TASK LIST
1. Put this sentence from the forum post into Spanish: "So I won't have any transportation once there."
2. According to the forum post, how will the group travel from Denver to Breckenridge?

DOCUMENT PASSAGE
Breckenridge in March - snow, and what to see in town

Discussion in 'Travel' started by amanda_b., Nov 19, 2003.

  1. Going to Breckenridge, CO in March for a skiing trip with my family.
    I'm from Florida. Never even been on a ski before. Never been to
    Colorado before. Been in snow, but not this much for this long (a
    week).

    I have a Canon rebel. While everyone is going to go ski, my main goal
    (shhh) is to take pictures...the PROBLEM is that I will be with 11
    other people. We will be flying into Denver and taking a rental van
    to Breck. So I won't have any transportation once there.

    I have looked online, I am interested in anything cool there - but
    everything I find is ski-related. I would like to know if there is
    anything there I should know about, photography-wise. Historical,
    scenic, etc. I guess I am too limited though since I won't have any
    of my own transport. Maybe there is a park or something nearby, that
    I could take a bus to? I have no idea. Scenic "overlooks?" Old
    buildings/graveyards nearby? anything historical (other than the
    downtown itself)?

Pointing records
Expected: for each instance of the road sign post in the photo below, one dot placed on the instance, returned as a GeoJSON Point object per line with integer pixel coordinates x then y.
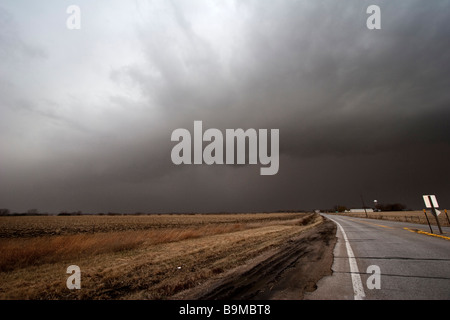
{"type": "Point", "coordinates": [425, 212]}
{"type": "Point", "coordinates": [431, 202]}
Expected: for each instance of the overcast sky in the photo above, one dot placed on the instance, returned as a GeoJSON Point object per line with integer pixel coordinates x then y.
{"type": "Point", "coordinates": [86, 115]}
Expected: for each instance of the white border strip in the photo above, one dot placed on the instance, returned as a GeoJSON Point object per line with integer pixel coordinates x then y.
{"type": "Point", "coordinates": [358, 289]}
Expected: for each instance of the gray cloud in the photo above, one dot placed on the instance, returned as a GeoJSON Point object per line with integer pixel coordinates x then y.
{"type": "Point", "coordinates": [359, 111]}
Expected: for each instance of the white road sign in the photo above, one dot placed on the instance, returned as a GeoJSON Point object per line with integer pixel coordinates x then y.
{"type": "Point", "coordinates": [426, 199]}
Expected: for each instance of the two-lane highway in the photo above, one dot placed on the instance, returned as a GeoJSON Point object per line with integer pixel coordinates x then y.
{"type": "Point", "coordinates": [412, 265]}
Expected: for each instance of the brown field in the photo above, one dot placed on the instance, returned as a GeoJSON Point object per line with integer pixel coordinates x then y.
{"type": "Point", "coordinates": [403, 216]}
{"type": "Point", "coordinates": [134, 257]}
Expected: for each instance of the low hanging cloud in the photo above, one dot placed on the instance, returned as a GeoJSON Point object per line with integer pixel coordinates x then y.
{"type": "Point", "coordinates": [87, 114]}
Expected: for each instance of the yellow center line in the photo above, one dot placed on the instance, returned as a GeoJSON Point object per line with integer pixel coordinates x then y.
{"type": "Point", "coordinates": [428, 234]}
{"type": "Point", "coordinates": [374, 224]}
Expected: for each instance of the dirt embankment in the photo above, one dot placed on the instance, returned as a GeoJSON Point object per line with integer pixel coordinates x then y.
{"type": "Point", "coordinates": [283, 273]}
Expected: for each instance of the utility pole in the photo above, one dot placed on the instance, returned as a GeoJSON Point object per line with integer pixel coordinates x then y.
{"type": "Point", "coordinates": [364, 206]}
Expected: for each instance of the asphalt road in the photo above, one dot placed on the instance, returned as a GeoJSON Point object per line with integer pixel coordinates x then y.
{"type": "Point", "coordinates": [411, 265]}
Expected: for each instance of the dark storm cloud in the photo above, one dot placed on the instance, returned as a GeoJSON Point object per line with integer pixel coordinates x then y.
{"type": "Point", "coordinates": [357, 109]}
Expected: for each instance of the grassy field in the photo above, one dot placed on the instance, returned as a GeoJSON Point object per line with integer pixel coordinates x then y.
{"type": "Point", "coordinates": [404, 216]}
{"type": "Point", "coordinates": [133, 257]}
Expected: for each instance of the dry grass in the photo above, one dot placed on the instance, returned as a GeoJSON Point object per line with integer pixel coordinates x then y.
{"type": "Point", "coordinates": [138, 263]}
{"type": "Point", "coordinates": [23, 252]}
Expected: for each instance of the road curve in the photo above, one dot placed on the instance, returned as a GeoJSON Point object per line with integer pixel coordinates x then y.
{"type": "Point", "coordinates": [413, 266]}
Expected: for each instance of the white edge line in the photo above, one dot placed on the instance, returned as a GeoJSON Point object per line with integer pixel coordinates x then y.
{"type": "Point", "coordinates": [358, 288]}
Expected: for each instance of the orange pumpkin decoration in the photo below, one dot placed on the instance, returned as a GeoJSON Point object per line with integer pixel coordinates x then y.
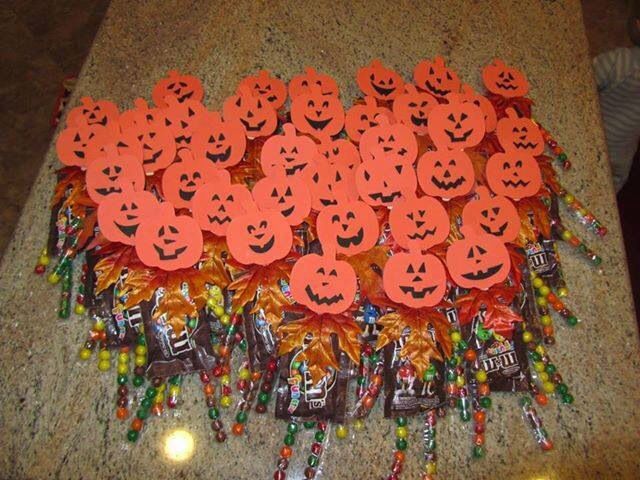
{"type": "Point", "coordinates": [362, 116]}
{"type": "Point", "coordinates": [514, 174]}
{"type": "Point", "coordinates": [301, 83]}
{"type": "Point", "coordinates": [379, 81]}
{"type": "Point", "coordinates": [478, 260]}
{"type": "Point", "coordinates": [120, 214]}
{"type": "Point", "coordinates": [494, 215]}
{"type": "Point", "coordinates": [412, 108]}
{"type": "Point", "coordinates": [445, 173]}
{"type": "Point", "coordinates": [414, 279]}
{"type": "Point", "coordinates": [456, 125]}
{"type": "Point", "coordinates": [434, 77]}
{"type": "Point", "coordinates": [110, 172]}
{"type": "Point", "coordinates": [501, 79]}
{"type": "Point", "coordinates": [382, 183]}
{"type": "Point", "coordinates": [179, 86]}
{"type": "Point", "coordinates": [267, 87]}
{"type": "Point", "coordinates": [288, 154]}
{"type": "Point", "coordinates": [259, 237]}
{"type": "Point", "coordinates": [418, 223]}
{"type": "Point", "coordinates": [350, 227]}
{"type": "Point", "coordinates": [286, 194]}
{"type": "Point", "coordinates": [323, 284]}
{"type": "Point", "coordinates": [167, 241]}
{"type": "Point", "coordinates": [221, 142]}
{"type": "Point", "coordinates": [521, 134]}
{"type": "Point", "coordinates": [317, 113]}
{"type": "Point", "coordinates": [216, 203]}
{"type": "Point", "coordinates": [257, 116]}
{"type": "Point", "coordinates": [393, 143]}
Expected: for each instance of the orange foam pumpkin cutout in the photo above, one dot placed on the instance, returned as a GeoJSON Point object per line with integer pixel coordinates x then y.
{"type": "Point", "coordinates": [215, 204]}
{"type": "Point", "coordinates": [469, 95]}
{"type": "Point", "coordinates": [79, 144]}
{"type": "Point", "coordinates": [323, 284]}
{"type": "Point", "coordinates": [179, 86]}
{"type": "Point", "coordinates": [522, 134]}
{"type": "Point", "coordinates": [414, 279]}
{"type": "Point", "coordinates": [110, 172]}
{"type": "Point", "coordinates": [349, 227]}
{"type": "Point", "coordinates": [95, 112]}
{"type": "Point", "coordinates": [167, 241]}
{"type": "Point", "coordinates": [257, 116]}
{"type": "Point", "coordinates": [478, 260]}
{"type": "Point", "coordinates": [317, 113]}
{"type": "Point", "coordinates": [436, 78]}
{"type": "Point", "coordinates": [456, 125]}
{"type": "Point", "coordinates": [288, 154]}
{"type": "Point", "coordinates": [379, 81]}
{"type": "Point", "coordinates": [418, 223]}
{"type": "Point", "coordinates": [267, 87]}
{"type": "Point", "coordinates": [392, 143]}
{"type": "Point", "coordinates": [221, 142]}
{"type": "Point", "coordinates": [445, 173]}
{"type": "Point", "coordinates": [504, 80]}
{"type": "Point", "coordinates": [120, 214]}
{"type": "Point", "coordinates": [412, 108]}
{"type": "Point", "coordinates": [514, 174]}
{"type": "Point", "coordinates": [362, 116]}
{"type": "Point", "coordinates": [382, 182]}
{"type": "Point", "coordinates": [259, 237]}
{"type": "Point", "coordinates": [494, 215]}
{"type": "Point", "coordinates": [301, 83]}
{"type": "Point", "coordinates": [286, 194]}
{"type": "Point", "coordinates": [182, 179]}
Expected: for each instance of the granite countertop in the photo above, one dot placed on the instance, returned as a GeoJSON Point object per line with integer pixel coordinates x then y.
{"type": "Point", "coordinates": [57, 415]}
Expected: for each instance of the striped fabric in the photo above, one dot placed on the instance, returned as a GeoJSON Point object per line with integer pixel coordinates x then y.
{"type": "Point", "coordinates": [618, 78]}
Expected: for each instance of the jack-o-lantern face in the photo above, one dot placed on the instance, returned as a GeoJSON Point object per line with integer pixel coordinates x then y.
{"type": "Point", "coordinates": [382, 183]}
{"type": "Point", "coordinates": [120, 214]}
{"type": "Point", "coordinates": [301, 83]}
{"type": "Point", "coordinates": [317, 113]}
{"type": "Point", "coordinates": [391, 143]}
{"type": "Point", "coordinates": [259, 238]}
{"type": "Point", "coordinates": [479, 260]}
{"type": "Point", "coordinates": [268, 88]}
{"type": "Point", "coordinates": [181, 180]}
{"type": "Point", "coordinates": [287, 154]}
{"type": "Point", "coordinates": [221, 142]}
{"type": "Point", "coordinates": [456, 125]}
{"type": "Point", "coordinates": [514, 174]}
{"type": "Point", "coordinates": [504, 80]}
{"type": "Point", "coordinates": [435, 78]}
{"type": "Point", "coordinates": [215, 204]}
{"type": "Point", "coordinates": [95, 112]}
{"type": "Point", "coordinates": [494, 215]}
{"type": "Point", "coordinates": [414, 279]}
{"type": "Point", "coordinates": [257, 116]}
{"type": "Point", "coordinates": [445, 173]}
{"type": "Point", "coordinates": [469, 95]}
{"type": "Point", "coordinates": [351, 227]}
{"type": "Point", "coordinates": [288, 195]}
{"type": "Point", "coordinates": [419, 223]}
{"type": "Point", "coordinates": [362, 116]}
{"type": "Point", "coordinates": [412, 109]}
{"type": "Point", "coordinates": [379, 81]}
{"type": "Point", "coordinates": [323, 284]}
{"type": "Point", "coordinates": [520, 134]}
{"type": "Point", "coordinates": [167, 241]}
{"type": "Point", "coordinates": [109, 172]}
{"type": "Point", "coordinates": [179, 86]}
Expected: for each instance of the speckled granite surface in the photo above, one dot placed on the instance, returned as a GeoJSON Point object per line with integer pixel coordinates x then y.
{"type": "Point", "coordinates": [56, 415]}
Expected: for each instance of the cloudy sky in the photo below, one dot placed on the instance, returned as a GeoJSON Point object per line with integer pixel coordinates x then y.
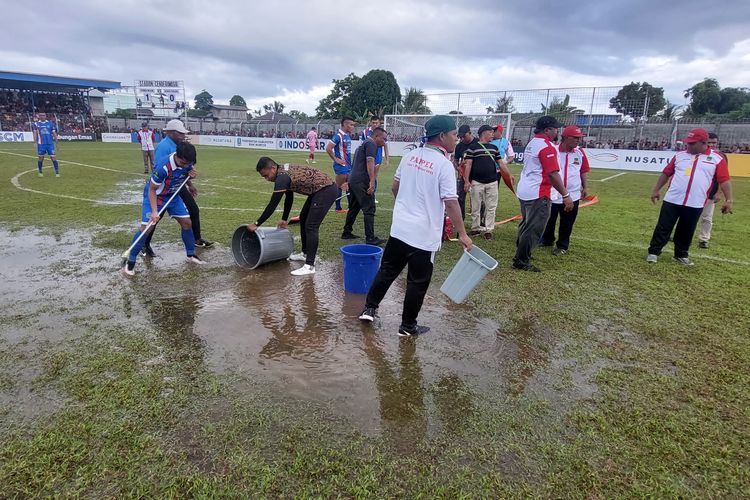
{"type": "Point", "coordinates": [291, 50]}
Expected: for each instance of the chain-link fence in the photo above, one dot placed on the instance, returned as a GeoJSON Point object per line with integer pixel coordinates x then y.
{"type": "Point", "coordinates": [646, 122]}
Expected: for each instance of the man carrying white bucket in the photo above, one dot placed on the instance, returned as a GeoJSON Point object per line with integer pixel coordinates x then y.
{"type": "Point", "coordinates": [425, 189]}
{"type": "Point", "coordinates": [321, 193]}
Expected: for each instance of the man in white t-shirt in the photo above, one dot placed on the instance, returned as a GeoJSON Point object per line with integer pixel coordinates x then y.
{"type": "Point", "coordinates": [425, 189]}
{"type": "Point", "coordinates": [146, 138]}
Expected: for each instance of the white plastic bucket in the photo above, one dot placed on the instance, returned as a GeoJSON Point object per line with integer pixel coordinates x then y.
{"type": "Point", "coordinates": [467, 273]}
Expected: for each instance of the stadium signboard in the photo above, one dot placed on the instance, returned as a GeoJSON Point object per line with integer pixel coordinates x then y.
{"type": "Point", "coordinates": [76, 137]}
{"type": "Point", "coordinates": [16, 137]}
{"type": "Point", "coordinates": [116, 137]}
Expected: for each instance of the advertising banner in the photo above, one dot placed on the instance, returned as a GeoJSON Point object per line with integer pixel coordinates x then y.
{"type": "Point", "coordinates": [16, 137]}
{"type": "Point", "coordinates": [76, 137]}
{"type": "Point", "coordinates": [114, 137]}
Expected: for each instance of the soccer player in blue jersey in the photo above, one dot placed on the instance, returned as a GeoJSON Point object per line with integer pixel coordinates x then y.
{"type": "Point", "coordinates": [162, 184]}
{"type": "Point", "coordinates": [45, 136]}
{"type": "Point", "coordinates": [340, 151]}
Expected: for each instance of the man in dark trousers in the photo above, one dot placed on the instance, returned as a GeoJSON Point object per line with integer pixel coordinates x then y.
{"type": "Point", "coordinates": [540, 174]}
{"type": "Point", "coordinates": [574, 168]}
{"type": "Point", "coordinates": [692, 173]}
{"type": "Point", "coordinates": [467, 140]}
{"type": "Point", "coordinates": [362, 187]}
{"type": "Point", "coordinates": [425, 189]}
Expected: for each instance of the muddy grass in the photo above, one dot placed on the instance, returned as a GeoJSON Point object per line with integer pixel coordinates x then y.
{"type": "Point", "coordinates": [221, 382]}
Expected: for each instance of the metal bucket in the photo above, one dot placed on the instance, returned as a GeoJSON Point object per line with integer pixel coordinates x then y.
{"type": "Point", "coordinates": [252, 250]}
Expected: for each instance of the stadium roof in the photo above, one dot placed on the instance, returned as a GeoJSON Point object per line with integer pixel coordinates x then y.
{"type": "Point", "coordinates": [51, 83]}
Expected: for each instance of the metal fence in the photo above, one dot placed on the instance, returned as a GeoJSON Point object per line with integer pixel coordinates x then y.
{"type": "Point", "coordinates": [590, 109]}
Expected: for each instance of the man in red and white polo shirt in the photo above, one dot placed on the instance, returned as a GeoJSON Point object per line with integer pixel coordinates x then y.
{"type": "Point", "coordinates": [692, 172]}
{"type": "Point", "coordinates": [539, 175]}
{"type": "Point", "coordinates": [574, 166]}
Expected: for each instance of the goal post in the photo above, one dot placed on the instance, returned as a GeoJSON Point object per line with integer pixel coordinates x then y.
{"type": "Point", "coordinates": [410, 128]}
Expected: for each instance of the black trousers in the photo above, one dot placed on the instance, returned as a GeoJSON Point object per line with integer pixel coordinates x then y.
{"type": "Point", "coordinates": [686, 219]}
{"type": "Point", "coordinates": [567, 219]}
{"type": "Point", "coordinates": [193, 210]}
{"type": "Point", "coordinates": [535, 214]}
{"type": "Point", "coordinates": [396, 256]}
{"type": "Point", "coordinates": [311, 216]}
{"type": "Point", "coordinates": [361, 201]}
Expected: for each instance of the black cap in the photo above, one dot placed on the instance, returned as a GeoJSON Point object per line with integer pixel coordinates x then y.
{"type": "Point", "coordinates": [547, 122]}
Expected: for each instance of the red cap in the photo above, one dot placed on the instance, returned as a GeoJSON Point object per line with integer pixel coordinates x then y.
{"type": "Point", "coordinates": [572, 131]}
{"type": "Point", "coordinates": [697, 135]}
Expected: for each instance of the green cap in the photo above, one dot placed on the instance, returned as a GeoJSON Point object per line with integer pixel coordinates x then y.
{"type": "Point", "coordinates": [439, 124]}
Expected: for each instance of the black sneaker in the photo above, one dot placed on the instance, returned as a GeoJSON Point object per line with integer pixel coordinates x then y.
{"type": "Point", "coordinates": [413, 331]}
{"type": "Point", "coordinates": [526, 267]}
{"type": "Point", "coordinates": [148, 252]}
{"type": "Point", "coordinates": [203, 243]}
{"type": "Point", "coordinates": [376, 242]}
{"type": "Point", "coordinates": [369, 314]}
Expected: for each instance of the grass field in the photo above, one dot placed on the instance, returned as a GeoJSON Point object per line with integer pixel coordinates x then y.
{"type": "Point", "coordinates": [601, 377]}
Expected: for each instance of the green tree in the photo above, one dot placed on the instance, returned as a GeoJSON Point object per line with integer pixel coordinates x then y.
{"type": "Point", "coordinates": [276, 107]}
{"type": "Point", "coordinates": [376, 91]}
{"type": "Point", "coordinates": [704, 96]}
{"type": "Point", "coordinates": [298, 115]}
{"type": "Point", "coordinates": [204, 100]}
{"type": "Point", "coordinates": [502, 105]}
{"type": "Point", "coordinates": [237, 100]}
{"type": "Point", "coordinates": [634, 97]}
{"type": "Point", "coordinates": [414, 102]}
{"type": "Point", "coordinates": [336, 103]}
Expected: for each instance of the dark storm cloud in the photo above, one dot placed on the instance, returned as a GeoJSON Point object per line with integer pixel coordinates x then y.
{"type": "Point", "coordinates": [265, 49]}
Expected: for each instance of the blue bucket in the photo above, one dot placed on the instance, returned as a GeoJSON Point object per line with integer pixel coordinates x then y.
{"type": "Point", "coordinates": [361, 263]}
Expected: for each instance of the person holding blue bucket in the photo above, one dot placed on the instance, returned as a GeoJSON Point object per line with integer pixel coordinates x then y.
{"type": "Point", "coordinates": [425, 189]}
{"type": "Point", "coordinates": [321, 193]}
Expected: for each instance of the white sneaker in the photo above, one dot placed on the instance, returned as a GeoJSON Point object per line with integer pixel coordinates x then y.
{"type": "Point", "coordinates": [128, 269]}
{"type": "Point", "coordinates": [304, 270]}
{"type": "Point", "coordinates": [684, 261]}
{"type": "Point", "coordinates": [297, 257]}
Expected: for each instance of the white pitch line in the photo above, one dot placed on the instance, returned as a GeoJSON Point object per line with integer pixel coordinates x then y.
{"type": "Point", "coordinates": [613, 176]}
{"type": "Point", "coordinates": [645, 245]}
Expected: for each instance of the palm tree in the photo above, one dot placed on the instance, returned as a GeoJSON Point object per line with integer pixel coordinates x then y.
{"type": "Point", "coordinates": [502, 105]}
{"type": "Point", "coordinates": [414, 102]}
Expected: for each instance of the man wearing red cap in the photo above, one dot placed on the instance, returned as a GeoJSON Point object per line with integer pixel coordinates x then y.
{"type": "Point", "coordinates": [574, 165]}
{"type": "Point", "coordinates": [692, 172]}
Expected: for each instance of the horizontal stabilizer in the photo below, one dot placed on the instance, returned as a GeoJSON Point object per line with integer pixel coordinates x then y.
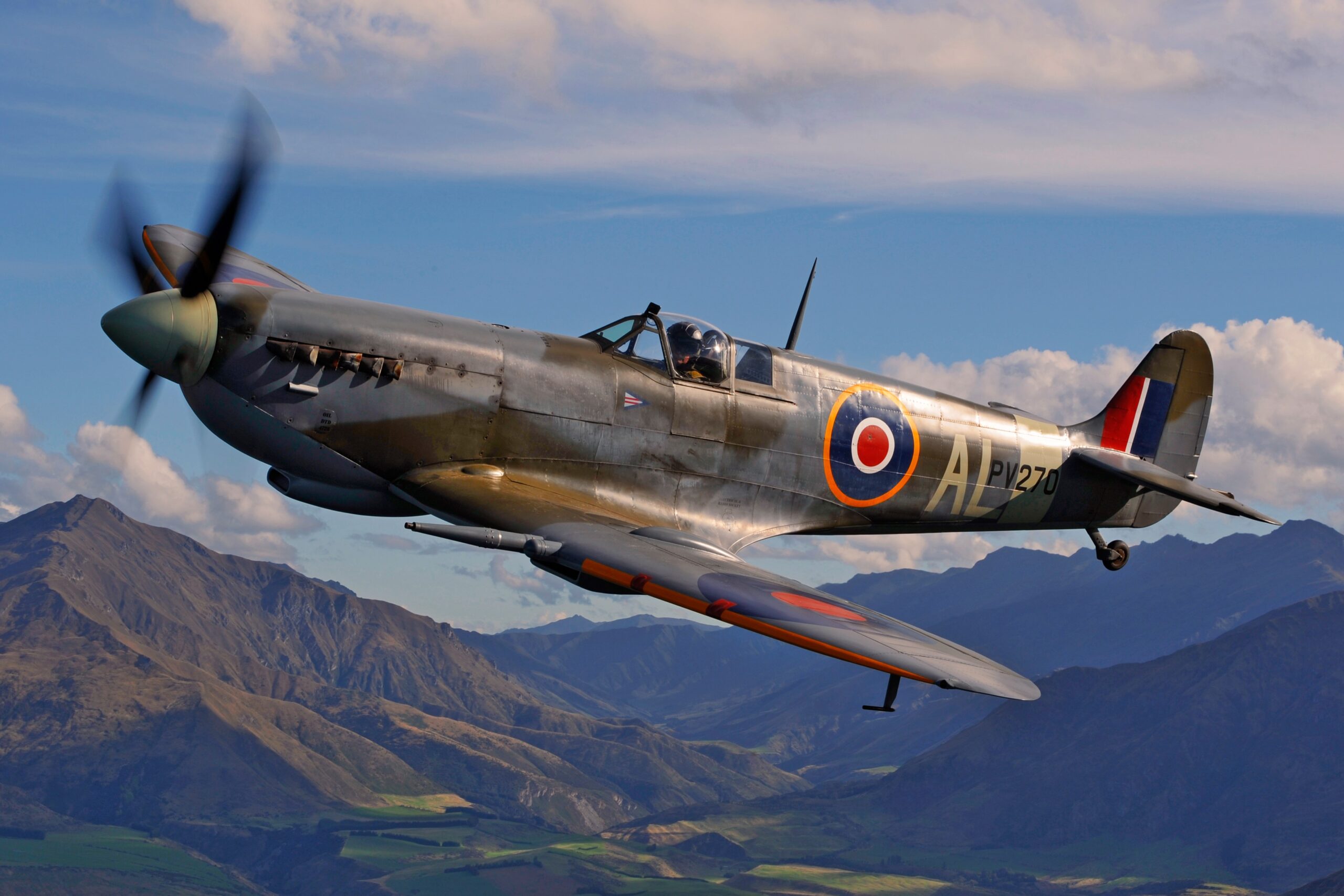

RESPONSES TO THE TASKS
1. Así que no tendré ningún medio de transporte una vez allí.

2. By rental van.